Aim.
Give a verbatim repeat of the lines that run from the line containing "of the asparagus" to the end of the data below.

Provided data.
--------------------
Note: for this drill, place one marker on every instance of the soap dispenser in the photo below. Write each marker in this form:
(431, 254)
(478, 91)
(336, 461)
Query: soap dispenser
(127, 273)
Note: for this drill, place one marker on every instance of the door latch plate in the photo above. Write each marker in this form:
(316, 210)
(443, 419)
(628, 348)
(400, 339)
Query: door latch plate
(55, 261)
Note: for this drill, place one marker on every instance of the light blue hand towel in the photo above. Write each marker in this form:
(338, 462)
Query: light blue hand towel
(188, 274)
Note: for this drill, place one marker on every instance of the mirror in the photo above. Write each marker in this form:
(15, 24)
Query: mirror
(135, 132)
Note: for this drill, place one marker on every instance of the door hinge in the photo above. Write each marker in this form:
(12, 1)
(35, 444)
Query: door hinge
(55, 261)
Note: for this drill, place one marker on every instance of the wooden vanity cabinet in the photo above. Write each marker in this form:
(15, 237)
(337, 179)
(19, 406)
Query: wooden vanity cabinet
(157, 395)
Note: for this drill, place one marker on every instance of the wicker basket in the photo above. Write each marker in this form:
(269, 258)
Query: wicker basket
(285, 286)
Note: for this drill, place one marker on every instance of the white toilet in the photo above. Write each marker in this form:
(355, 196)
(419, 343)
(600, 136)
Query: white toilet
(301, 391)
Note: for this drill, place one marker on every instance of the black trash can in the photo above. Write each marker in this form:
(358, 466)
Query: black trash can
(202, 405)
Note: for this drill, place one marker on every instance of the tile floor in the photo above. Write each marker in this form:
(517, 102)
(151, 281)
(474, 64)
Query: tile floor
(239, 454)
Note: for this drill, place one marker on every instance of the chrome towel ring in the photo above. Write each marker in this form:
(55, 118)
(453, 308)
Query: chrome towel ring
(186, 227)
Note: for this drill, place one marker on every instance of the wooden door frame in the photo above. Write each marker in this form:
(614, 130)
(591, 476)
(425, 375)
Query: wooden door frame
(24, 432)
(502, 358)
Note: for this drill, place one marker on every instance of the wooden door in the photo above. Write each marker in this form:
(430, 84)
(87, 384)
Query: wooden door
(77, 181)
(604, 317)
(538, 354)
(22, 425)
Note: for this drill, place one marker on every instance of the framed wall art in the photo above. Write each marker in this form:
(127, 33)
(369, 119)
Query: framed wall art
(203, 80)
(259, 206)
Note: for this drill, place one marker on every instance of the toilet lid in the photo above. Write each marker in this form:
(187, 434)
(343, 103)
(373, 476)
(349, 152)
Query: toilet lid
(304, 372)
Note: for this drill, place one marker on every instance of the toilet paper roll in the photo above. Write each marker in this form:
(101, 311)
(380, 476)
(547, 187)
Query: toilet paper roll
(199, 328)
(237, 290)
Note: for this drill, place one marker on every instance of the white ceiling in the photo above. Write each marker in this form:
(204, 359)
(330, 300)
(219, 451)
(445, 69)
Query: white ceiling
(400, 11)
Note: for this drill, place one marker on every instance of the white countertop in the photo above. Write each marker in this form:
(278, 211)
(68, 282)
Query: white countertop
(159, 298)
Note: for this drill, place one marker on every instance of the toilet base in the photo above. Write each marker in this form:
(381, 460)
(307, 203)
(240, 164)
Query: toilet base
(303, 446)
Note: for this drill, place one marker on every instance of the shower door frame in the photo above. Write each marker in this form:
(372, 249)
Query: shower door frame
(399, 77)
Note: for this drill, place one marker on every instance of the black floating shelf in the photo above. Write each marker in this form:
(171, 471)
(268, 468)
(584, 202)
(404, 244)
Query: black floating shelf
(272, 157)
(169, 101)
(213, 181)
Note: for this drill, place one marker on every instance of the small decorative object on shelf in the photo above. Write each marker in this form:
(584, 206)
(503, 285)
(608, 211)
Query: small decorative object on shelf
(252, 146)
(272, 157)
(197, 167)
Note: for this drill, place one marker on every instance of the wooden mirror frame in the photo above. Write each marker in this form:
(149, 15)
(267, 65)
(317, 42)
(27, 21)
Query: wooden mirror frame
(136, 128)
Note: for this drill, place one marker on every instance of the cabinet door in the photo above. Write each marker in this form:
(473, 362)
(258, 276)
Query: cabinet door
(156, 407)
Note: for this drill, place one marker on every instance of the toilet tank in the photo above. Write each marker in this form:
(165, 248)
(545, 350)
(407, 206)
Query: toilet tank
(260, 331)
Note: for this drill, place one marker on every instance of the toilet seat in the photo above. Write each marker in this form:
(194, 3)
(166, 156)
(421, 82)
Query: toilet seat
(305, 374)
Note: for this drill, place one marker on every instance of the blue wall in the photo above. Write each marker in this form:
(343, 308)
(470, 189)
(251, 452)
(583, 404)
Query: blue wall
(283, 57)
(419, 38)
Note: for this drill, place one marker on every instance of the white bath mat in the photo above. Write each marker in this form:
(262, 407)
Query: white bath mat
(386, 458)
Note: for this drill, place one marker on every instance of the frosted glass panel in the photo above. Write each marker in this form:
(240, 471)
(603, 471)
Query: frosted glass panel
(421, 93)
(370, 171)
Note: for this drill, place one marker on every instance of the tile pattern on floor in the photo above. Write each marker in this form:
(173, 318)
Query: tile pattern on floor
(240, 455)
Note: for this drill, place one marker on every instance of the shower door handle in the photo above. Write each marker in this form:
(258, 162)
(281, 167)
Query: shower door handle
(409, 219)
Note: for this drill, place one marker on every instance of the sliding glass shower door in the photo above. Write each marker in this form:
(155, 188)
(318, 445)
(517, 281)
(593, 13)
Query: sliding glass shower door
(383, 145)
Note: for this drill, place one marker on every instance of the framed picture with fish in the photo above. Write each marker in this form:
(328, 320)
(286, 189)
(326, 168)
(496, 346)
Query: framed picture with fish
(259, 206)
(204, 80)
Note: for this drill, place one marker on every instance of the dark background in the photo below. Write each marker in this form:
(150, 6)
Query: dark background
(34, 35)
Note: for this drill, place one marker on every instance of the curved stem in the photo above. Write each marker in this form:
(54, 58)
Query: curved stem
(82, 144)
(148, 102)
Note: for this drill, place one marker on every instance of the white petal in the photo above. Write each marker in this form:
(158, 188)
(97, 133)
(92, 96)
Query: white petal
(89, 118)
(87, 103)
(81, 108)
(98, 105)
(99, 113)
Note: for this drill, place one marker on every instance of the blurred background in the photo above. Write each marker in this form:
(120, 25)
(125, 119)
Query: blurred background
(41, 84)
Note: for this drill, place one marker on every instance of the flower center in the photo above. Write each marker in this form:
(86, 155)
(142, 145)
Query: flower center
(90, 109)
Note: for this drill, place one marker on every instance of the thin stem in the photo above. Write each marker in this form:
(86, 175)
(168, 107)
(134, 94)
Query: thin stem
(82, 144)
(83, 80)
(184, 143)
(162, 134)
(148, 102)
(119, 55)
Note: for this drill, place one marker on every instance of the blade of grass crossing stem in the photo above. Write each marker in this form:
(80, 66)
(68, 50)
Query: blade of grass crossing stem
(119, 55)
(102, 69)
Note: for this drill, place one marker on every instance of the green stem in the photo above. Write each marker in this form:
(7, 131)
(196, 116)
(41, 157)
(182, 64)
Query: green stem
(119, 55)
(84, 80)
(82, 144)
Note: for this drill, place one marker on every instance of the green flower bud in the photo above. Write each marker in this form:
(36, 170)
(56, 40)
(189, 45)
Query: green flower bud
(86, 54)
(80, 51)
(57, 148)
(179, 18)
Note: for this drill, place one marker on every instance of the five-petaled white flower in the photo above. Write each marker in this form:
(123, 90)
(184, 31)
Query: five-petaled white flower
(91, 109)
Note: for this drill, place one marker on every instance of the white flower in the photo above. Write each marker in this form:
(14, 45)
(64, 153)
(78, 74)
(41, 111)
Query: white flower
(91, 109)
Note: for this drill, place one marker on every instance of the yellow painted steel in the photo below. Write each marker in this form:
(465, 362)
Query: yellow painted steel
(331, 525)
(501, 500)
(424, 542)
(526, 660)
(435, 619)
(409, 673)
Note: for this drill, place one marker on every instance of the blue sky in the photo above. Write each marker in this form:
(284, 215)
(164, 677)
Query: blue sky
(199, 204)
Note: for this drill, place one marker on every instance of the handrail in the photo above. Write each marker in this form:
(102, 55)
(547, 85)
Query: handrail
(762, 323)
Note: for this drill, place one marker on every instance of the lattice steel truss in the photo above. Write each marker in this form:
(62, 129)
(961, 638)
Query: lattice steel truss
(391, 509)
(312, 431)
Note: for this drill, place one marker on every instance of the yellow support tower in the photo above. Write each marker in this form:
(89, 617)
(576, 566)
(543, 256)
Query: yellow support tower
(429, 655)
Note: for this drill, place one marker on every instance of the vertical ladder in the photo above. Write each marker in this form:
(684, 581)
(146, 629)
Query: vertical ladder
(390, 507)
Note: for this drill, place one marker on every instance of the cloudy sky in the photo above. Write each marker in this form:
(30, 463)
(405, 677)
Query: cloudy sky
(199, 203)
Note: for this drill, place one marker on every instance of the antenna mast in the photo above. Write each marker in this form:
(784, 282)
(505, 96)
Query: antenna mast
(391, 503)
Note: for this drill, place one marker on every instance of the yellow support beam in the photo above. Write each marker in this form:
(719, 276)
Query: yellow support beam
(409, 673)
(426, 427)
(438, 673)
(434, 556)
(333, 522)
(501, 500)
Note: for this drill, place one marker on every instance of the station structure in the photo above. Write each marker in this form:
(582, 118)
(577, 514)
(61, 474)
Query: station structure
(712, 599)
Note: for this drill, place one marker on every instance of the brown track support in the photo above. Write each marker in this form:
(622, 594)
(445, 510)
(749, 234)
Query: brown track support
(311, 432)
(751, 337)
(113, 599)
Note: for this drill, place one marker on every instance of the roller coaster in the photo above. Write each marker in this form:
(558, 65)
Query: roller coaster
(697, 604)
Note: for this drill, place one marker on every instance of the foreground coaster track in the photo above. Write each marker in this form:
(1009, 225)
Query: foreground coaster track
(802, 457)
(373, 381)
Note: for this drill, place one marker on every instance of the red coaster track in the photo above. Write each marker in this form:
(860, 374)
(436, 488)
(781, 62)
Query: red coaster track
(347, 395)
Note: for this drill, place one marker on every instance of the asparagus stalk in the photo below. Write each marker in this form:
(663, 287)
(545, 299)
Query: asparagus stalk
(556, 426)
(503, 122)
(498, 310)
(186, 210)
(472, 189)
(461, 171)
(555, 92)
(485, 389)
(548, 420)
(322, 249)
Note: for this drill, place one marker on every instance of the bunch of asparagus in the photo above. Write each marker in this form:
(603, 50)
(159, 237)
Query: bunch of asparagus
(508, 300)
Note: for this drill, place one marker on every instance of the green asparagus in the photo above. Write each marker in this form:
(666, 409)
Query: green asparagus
--------------------
Task response.
Note: for this drill, place one marker on every instance of the asparagus stalk in the photo below. Write each marker in this form:
(663, 287)
(545, 299)
Query: asparagus stalk
(556, 426)
(503, 122)
(498, 310)
(186, 210)
(472, 189)
(461, 171)
(555, 92)
(485, 389)
(548, 420)
(322, 249)
Note: for this drill, place one marker on every instance of the bunch of asparagus in the photo above. Write each marker in this form:
(603, 50)
(159, 237)
Query: bunch of asparagus
(508, 300)
Note: for this drill, place one marker on every instance of the green asparagus in the photo above. Write each marker in this form:
(666, 409)
Query: green asparagus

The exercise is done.